— WHAT IS NEEDED —
Render the following material again verbatim, leaving nothing out.

[Entries from a pointing dataset]
* * * * *
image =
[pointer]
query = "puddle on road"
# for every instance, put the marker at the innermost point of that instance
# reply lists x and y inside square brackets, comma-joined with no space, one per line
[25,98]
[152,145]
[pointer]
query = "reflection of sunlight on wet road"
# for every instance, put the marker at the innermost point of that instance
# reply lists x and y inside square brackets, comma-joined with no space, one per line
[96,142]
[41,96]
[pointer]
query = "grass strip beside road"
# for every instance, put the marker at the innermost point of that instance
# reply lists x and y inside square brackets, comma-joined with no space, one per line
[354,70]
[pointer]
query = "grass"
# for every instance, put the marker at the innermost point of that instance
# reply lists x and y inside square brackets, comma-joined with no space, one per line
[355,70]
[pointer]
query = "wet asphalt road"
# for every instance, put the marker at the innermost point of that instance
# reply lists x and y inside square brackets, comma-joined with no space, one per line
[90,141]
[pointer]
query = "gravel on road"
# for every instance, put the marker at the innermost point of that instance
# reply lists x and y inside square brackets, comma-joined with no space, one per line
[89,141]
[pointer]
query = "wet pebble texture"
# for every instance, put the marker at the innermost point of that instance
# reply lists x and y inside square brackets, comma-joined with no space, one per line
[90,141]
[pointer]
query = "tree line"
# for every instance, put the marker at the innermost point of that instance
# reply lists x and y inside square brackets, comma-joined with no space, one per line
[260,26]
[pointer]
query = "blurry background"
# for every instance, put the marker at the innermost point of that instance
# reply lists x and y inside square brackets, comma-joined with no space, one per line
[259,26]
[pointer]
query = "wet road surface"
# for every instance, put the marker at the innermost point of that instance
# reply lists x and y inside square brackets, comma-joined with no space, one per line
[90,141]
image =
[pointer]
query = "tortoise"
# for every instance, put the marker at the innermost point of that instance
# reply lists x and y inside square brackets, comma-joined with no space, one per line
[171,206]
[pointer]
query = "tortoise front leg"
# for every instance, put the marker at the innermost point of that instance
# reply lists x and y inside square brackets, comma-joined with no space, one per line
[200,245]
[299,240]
* * * * *
— ANSWER TO THE EXERCISE —
image =
[pointer]
query = "puddle on road"
# for every instance, put the marker at the innermost point of that instance
# reply lists x and y inside square brackets, comma-joined with no space, one per line
[25,98]
[152,145]
[pointer]
query = "reflection of sunlight on wet road"
# for every instance, put the marker at the innermost point of that instance
# reply lists x and y inside square brackets, comma-joined with no space, one per line
[96,142]
[41,96]
[pointer]
query = "grass strip beside road"
# for every instance, put the marker at the innermost point of that instance
# reply lists x and y inside square brackets, comma-joined with no space, one per line
[354,70]
[pointer]
query = "grass"
# for every instance, put the marker at the innermost point of that instance
# reply lists x and y inside square brackets, comma-joined with no space, one per line
[355,70]
[pointer]
query = "wet asphalt road"
# for every instance, put the marker at the innermost point of that instance
# reply lists x and y inside square brackets, comma-joined with no space, one per line
[90,141]
[pointer]
query = "gravel on road"
# for every instance, put the marker at the innermost point of that instance
# reply lists x and y inside square brackets, comma-joined with no space, one per line
[89,141]
[pointer]
query = "wet pebble texture"
# for every instance, put the marker at the innermost point of that instance
# reply lists x and y inside square brackets, comma-joined with no space, one per line
[90,141]
[pointer]
query = "tree line"
# for every instance, put the marker at the innermost point of that instance
# reply lists x and y inside square brackets, comma-joined with no space, one per line
[260,26]
[pointer]
query = "blurry background"
# for every instance, put the marker at the innermost point of that instance
# reply lists x and y inside square brackets, comma-joined with no space, one per line
[259,26]
[pointer]
query = "wet road surface"
# for every instance, put the marker at the innermost point of that instance
# reply lists x and y inside square brackets, comma-joined with no space, one per line
[90,141]
image =
[pointer]
query = "tortoise"
# for every instance, put the marker at the innermost point of that instance
# reply lists x and y inside square brackets, comma-joined with no space, one per line
[171,206]
[pointer]
query = "tortoise front leg"
# for every instance, put the marker at the innermost point of that instance
# reply lists x and y inside square brackets, comma-joined with no space, one per line
[200,245]
[299,240]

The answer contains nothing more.